*Exercise objective:*
Rewrite the listing below with every "detector" swapped for "locator" and all other text left untouched. Leave the pictures out of your answer.

Region annotation entries:
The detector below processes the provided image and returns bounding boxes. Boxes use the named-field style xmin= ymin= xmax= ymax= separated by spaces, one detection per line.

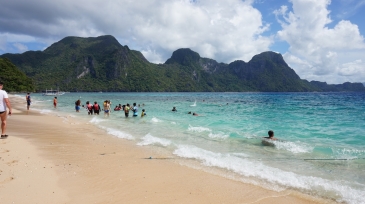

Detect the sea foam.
xmin=137 ymin=133 xmax=171 ymax=147
xmin=173 ymin=145 xmax=365 ymax=203
xmin=188 ymin=125 xmax=212 ymax=132
xmin=272 ymin=141 xmax=314 ymax=154
xmin=106 ymin=128 xmax=134 ymax=140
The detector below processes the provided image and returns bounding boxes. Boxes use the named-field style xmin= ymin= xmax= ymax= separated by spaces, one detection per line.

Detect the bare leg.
xmin=1 ymin=112 xmax=6 ymax=135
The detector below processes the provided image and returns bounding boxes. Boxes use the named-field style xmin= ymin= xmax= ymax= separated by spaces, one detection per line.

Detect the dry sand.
xmin=0 ymin=97 xmax=332 ymax=204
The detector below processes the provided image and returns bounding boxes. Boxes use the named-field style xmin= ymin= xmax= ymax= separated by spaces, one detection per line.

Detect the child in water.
xmin=141 ymin=109 xmax=147 ymax=117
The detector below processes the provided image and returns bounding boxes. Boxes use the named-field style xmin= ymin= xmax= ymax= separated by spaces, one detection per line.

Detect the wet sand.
xmin=0 ymin=97 xmax=332 ymax=204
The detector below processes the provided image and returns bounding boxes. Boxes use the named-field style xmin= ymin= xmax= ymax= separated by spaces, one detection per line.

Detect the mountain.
xmin=0 ymin=35 xmax=365 ymax=92
xmin=0 ymin=58 xmax=35 ymax=92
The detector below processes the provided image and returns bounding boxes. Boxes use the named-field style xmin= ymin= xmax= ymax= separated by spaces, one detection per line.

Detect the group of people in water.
xmin=75 ymin=99 xmax=147 ymax=118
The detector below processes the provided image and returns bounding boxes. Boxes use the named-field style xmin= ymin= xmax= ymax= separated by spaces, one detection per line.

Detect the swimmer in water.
xmin=262 ymin=130 xmax=278 ymax=146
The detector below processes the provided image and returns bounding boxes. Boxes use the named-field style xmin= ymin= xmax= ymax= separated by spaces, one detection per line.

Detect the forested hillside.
xmin=0 ymin=35 xmax=365 ymax=92
xmin=0 ymin=58 xmax=35 ymax=92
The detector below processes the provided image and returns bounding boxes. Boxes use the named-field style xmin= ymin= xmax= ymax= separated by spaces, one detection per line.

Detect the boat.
xmin=43 ymin=89 xmax=65 ymax=96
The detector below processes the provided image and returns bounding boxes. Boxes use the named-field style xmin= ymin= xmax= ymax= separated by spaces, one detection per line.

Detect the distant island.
xmin=0 ymin=35 xmax=365 ymax=92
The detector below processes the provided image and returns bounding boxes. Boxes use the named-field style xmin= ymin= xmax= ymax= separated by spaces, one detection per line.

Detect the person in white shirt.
xmin=0 ymin=81 xmax=11 ymax=139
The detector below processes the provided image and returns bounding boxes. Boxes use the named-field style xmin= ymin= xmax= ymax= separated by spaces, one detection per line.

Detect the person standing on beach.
xmin=104 ymin=100 xmax=110 ymax=117
xmin=0 ymin=81 xmax=12 ymax=139
xmin=53 ymin=96 xmax=57 ymax=108
xmin=25 ymin=93 xmax=32 ymax=110
xmin=86 ymin=101 xmax=93 ymax=115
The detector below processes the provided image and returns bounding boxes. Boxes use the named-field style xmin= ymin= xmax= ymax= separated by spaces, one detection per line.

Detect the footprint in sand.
xmin=7 ymin=160 xmax=18 ymax=166
xmin=0 ymin=177 xmax=15 ymax=184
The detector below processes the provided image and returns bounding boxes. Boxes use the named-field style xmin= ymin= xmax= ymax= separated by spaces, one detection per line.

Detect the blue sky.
xmin=0 ymin=0 xmax=365 ymax=84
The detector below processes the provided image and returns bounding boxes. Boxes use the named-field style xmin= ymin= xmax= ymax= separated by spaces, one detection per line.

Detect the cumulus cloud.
xmin=274 ymin=0 xmax=365 ymax=83
xmin=13 ymin=43 xmax=28 ymax=52
xmin=0 ymin=0 xmax=273 ymax=62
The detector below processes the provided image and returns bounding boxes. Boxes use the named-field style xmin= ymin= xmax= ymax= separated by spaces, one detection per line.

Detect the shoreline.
xmin=0 ymin=96 xmax=335 ymax=203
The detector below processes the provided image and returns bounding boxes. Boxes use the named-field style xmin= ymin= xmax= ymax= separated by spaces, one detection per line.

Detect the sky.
xmin=0 ymin=0 xmax=365 ymax=84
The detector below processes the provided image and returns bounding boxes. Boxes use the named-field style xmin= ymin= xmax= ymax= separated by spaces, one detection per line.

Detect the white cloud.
xmin=0 ymin=0 xmax=273 ymax=62
xmin=274 ymin=0 xmax=365 ymax=83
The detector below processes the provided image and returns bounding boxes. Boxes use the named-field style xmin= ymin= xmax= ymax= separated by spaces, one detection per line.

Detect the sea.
xmin=13 ymin=92 xmax=365 ymax=203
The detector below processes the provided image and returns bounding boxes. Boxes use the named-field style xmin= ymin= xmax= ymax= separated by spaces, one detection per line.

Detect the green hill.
xmin=1 ymin=35 xmax=365 ymax=92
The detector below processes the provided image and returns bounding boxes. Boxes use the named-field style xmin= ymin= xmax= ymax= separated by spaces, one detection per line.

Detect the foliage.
xmin=0 ymin=58 xmax=34 ymax=92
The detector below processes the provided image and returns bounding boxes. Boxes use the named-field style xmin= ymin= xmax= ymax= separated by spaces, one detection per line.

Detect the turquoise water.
xmin=17 ymin=93 xmax=365 ymax=203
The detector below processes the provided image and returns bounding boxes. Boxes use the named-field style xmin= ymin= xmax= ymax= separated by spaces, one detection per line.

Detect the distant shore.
xmin=0 ymin=96 xmax=332 ymax=204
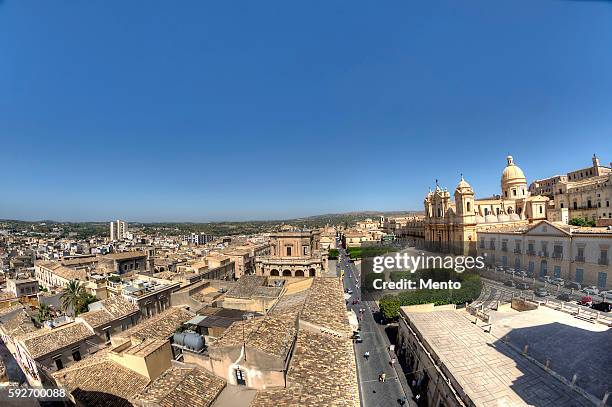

*Exercise output:*
The locator below processes the provided image and returns bounding boxes. Boxes use the named-field style xmin= ymin= xmax= ymax= separated by spaces, one detection per line.


Detect the sea foam.
xmin=137 ymin=133 xmax=171 ymax=147
xmin=173 ymin=145 xmax=365 ymax=203
xmin=188 ymin=125 xmax=212 ymax=132
xmin=272 ymin=141 xmax=314 ymax=154
xmin=106 ymin=128 xmax=134 ymax=140
The locator below processes the provided image and returns bounding boxes. Boxes use the named-field style xmin= ymin= xmax= ymax= separated by spaces, one detection per line.

Detect the bare leg.
xmin=1 ymin=112 xmax=6 ymax=135
The locator below processes the provided image and returns bounding boxes. Boxes use the named-field style xmin= ymin= xmax= ymax= separated by spaces, one detection per line.

Detect the dry sand.
xmin=0 ymin=97 xmax=332 ymax=204
The locator below processes the provided image and returns bounding boxes. Boxes use the named-field style xmin= ymin= xmax= ymax= separated by spaces, one detection per line.

Detect the child in water.
xmin=141 ymin=109 xmax=147 ymax=117
The locator below processes the provided image and returns bounding boxes. Boxes use the named-field style xmin= ymin= xmax= ymax= separated by spaces, one detection per line.

Detect the wet sand.
xmin=0 ymin=97 xmax=332 ymax=204
The locator below processes the provided image and returns bounding boxes. Boxes use the named-field style xmin= ymin= xmax= ymax= separated by spaces, one detection per line.

Detect the mountain.
xmin=0 ymin=35 xmax=365 ymax=92
xmin=0 ymin=58 xmax=35 ymax=92
The locator below processes the provided image and returns bounding boxes. Boxes use the named-field style xmin= ymin= xmax= ymax= separated by spaces, one detection per line.

Detect the group of people in water.
xmin=75 ymin=99 xmax=147 ymax=118
The locator below processes the provided image and returns bounding boxes. Boxes use the named-field style xmin= ymin= xmax= ymax= separated by spaces, one detection per line.

Detect the swimmer in water.
xmin=262 ymin=130 xmax=278 ymax=146
The locator below processes the provided image and returns bounding boxes. Boxes use the named-field style xmin= ymin= xmax= ymax= separated by spaces, one detection per line.

Detect the forested hillside.
xmin=0 ymin=35 xmax=365 ymax=92
xmin=0 ymin=58 xmax=35 ymax=92
The locator below processes the provided image and returns bounding boxes. Boxes use the named-field style xmin= ymin= xmax= ymax= separated by spaces, one detection per line.

Detect the boat.
xmin=43 ymin=89 xmax=65 ymax=96
The locator below processes the provided image and returns bounding boxes. Boxes use the named-field style xmin= ymin= xmax= ymax= separated by spaces, one detection per line.

Detect the distant island.
xmin=0 ymin=35 xmax=365 ymax=92
The locator below processes the provided image and returns bounding boxes. Boxes use the named-field style xmin= ymin= xmax= ymax= separated by spaces, one detection per line.

Detect the person in white shirt.
xmin=0 ymin=81 xmax=11 ymax=139
The locator below processes the provided image and returns bounding boxes. Boxes use the named-field style xmin= ymin= xmax= ymax= separated by spaces, one detection per line.

Detect the person standing on beach.
xmin=104 ymin=100 xmax=110 ymax=117
xmin=0 ymin=81 xmax=12 ymax=139
xmin=53 ymin=96 xmax=57 ymax=108
xmin=25 ymin=93 xmax=32 ymax=110
xmin=86 ymin=101 xmax=93 ymax=115
The locator below processes the provided image and returns bounding boxes. Boxes use the named-field style xmin= ymin= xmax= ymax= separated by spaces, one detection per line.

Detect the footprint in sand.
xmin=7 ymin=160 xmax=18 ymax=166
xmin=0 ymin=177 xmax=15 ymax=184
The locator below processes the provided image and returns bounding boxes. Boxes use the named-field style xmin= ymin= xmax= ymax= separated by spaces, one detection per line.

Detect the blue sky.
xmin=0 ymin=0 xmax=365 ymax=84
The locator below processes the provided image and returns bounding boxes. Boxes use the named-field style xmin= ymin= xmax= ymax= separated by spaces, one detection per line.

Detect the cumulus cloud.
xmin=274 ymin=0 xmax=365 ymax=83
xmin=13 ymin=43 xmax=28 ymax=52
xmin=0 ymin=0 xmax=273 ymax=62
The locator below processes the provided image and returns bounding boxes. Boxes use the named-field style xmin= ymin= xmax= ymax= separated by spaces, one detection per line.

Detect the shoreline.
xmin=0 ymin=96 xmax=335 ymax=203
The locator below processes the provided image and returns bounding boxes. Boxes use the named-field style xmin= ymin= xmax= ymax= separated by spaces, one detection per line.

Detect the sky.
xmin=0 ymin=0 xmax=365 ymax=84
The locator below processes the provided image and returns bounding boxes. Boxes use the named-field style xmin= ymin= xmax= ymax= separated by spaces, one detection per line.

Detect the white cloud.
xmin=0 ymin=0 xmax=273 ymax=62
xmin=274 ymin=0 xmax=365 ymax=83
The locator below processes the provided image and returns bounding boxes. Boxes use the named-field style xmin= ymin= xmax= ymax= separated by spaces, one detection per line.

Detect the sea.
xmin=13 ymin=92 xmax=365 ymax=203
The locator below processes the provided image and returns bounding boxes. Boxes use the named-field style xmin= ymin= xmax= ymax= separated by spaces, one detection per line.

Detect the green hill.
xmin=1 ymin=35 xmax=365 ymax=92
The locator below processes the provided image and returns bounding boxes. Boxes use the named-field style xmin= ymin= xmax= ymax= separated by spaces, one detection per line.

Detect the foliage.
xmin=0 ymin=58 xmax=34 ymax=92
The locator below processes the provided image and returns bounding boxes. Boxes use the named-field style xmin= ymin= xmax= ymax= separated by spaces, one detection per line.

Detect the turquoise water.
xmin=17 ymin=93 xmax=365 ymax=203
The locator below processes the provided image and returns bounding boxes. Boxes use the named-field style xmin= ymin= xmax= ymax= separated by spaces, one detection per line.

Detect the distant shore.
xmin=0 ymin=96 xmax=332 ymax=204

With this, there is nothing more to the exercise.